#### EXERCISE DETAILS
Copy the lines word for word. Begin at the line that contains "Note: one point per instance of the blue sky, never" and end with the final line of the data.

#### GIVEN DATA
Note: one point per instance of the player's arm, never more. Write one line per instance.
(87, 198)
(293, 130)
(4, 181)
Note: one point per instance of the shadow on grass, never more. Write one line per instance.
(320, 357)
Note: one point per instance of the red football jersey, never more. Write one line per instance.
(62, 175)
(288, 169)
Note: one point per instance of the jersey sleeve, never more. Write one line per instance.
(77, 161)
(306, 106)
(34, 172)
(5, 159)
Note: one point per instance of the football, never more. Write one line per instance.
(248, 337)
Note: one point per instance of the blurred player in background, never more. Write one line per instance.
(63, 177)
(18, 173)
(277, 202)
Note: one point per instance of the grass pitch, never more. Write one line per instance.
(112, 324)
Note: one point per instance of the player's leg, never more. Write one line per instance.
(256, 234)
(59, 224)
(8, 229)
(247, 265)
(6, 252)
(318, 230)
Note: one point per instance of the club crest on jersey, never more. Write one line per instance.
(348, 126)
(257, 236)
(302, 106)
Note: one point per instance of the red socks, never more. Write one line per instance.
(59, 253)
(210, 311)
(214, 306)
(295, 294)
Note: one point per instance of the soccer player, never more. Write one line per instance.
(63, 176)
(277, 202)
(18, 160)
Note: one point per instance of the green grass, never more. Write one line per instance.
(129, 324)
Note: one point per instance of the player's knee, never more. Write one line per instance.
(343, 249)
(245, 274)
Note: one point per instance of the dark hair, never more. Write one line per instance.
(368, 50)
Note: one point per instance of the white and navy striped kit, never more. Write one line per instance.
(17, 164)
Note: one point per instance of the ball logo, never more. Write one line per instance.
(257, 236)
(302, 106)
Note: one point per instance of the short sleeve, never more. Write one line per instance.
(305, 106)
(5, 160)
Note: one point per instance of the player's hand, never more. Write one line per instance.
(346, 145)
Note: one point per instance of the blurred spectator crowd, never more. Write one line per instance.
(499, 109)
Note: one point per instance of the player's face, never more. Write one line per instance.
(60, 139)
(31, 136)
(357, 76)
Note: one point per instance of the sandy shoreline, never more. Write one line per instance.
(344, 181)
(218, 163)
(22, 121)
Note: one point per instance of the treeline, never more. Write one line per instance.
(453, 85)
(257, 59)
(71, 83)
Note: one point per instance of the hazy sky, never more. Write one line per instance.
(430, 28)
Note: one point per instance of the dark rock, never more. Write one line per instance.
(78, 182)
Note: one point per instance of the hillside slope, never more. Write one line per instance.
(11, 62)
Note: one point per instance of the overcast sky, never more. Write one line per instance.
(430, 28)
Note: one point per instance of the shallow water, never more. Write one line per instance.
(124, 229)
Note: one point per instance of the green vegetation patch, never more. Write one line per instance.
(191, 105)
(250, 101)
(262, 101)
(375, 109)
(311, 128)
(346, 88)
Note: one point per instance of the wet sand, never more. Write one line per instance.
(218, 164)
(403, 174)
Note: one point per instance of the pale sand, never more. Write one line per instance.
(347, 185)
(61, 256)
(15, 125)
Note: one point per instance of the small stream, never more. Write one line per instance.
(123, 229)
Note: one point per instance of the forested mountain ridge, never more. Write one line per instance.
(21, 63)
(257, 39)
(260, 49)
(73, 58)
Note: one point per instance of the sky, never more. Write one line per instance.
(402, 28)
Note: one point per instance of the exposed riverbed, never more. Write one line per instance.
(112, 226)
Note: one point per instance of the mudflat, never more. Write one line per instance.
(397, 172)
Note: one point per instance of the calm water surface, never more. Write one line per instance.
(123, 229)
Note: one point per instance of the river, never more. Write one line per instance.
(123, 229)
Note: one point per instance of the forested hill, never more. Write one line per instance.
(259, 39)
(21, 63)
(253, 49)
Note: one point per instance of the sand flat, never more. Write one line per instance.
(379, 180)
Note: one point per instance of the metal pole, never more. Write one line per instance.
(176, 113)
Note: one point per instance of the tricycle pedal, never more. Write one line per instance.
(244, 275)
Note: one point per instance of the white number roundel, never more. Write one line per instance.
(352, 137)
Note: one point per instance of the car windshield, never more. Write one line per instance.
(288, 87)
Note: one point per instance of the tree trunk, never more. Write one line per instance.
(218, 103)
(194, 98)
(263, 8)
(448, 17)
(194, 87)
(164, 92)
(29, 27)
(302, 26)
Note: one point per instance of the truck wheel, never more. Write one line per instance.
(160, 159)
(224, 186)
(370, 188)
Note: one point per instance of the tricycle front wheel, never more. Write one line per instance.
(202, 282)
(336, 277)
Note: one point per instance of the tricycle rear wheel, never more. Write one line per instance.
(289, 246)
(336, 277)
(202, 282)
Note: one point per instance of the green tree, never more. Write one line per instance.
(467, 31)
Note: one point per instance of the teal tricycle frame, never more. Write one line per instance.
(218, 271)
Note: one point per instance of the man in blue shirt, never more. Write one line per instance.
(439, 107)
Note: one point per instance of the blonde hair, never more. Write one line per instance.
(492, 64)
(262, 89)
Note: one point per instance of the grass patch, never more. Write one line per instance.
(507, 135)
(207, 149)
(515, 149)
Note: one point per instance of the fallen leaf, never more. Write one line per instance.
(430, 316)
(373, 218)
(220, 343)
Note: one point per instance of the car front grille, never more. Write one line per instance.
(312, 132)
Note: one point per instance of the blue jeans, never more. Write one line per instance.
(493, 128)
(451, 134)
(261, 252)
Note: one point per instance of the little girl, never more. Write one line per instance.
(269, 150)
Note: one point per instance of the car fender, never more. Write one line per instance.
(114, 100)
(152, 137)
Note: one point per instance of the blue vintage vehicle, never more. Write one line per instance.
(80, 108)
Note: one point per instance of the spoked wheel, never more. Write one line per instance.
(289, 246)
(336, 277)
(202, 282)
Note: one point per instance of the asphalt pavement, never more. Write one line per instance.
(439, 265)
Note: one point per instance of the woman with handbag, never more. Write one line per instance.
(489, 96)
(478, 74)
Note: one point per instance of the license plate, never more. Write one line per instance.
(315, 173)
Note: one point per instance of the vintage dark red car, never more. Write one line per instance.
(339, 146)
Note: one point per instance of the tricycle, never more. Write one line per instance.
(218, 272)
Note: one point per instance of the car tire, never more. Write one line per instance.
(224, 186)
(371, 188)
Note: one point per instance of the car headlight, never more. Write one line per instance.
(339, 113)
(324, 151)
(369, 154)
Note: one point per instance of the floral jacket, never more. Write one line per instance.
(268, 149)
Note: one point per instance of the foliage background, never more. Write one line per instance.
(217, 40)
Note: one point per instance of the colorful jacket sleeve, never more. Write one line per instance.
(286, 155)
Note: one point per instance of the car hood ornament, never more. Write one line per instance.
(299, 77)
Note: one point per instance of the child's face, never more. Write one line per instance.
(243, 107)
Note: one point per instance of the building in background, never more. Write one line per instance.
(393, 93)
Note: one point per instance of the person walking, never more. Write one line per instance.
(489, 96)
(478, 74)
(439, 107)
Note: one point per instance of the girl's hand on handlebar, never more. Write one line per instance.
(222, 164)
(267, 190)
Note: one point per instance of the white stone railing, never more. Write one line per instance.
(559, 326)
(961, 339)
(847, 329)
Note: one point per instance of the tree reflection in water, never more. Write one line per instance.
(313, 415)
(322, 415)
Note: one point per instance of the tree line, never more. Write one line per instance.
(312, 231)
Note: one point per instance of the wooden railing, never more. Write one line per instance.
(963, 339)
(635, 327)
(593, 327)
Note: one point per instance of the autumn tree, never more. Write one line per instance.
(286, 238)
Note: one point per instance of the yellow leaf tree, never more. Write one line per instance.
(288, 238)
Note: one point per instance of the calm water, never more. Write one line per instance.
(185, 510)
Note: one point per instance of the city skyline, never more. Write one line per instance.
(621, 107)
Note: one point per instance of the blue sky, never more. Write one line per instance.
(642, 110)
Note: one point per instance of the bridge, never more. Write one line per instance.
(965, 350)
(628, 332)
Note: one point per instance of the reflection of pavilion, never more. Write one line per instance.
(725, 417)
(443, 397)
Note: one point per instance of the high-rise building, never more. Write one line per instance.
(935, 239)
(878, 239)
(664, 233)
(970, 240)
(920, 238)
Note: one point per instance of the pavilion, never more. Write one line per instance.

#### RESULT FOR THIS TASK
Note: one point per instance of the blue sky, never more. Write one line per instance.
(642, 110)
Note: one point per instance of the bridge, never more. Write one line per instance.
(965, 350)
(628, 332)
Note: one point per instance of the reflection of pavilion, never more. Write one line per instance.
(725, 417)
(443, 397)
Note: one point per instance of the high-rise building, never more. Write one line per instance.
(935, 239)
(878, 239)
(664, 233)
(970, 240)
(920, 238)
Note: one point per instance of the pavilion, never more. Write one line per instance.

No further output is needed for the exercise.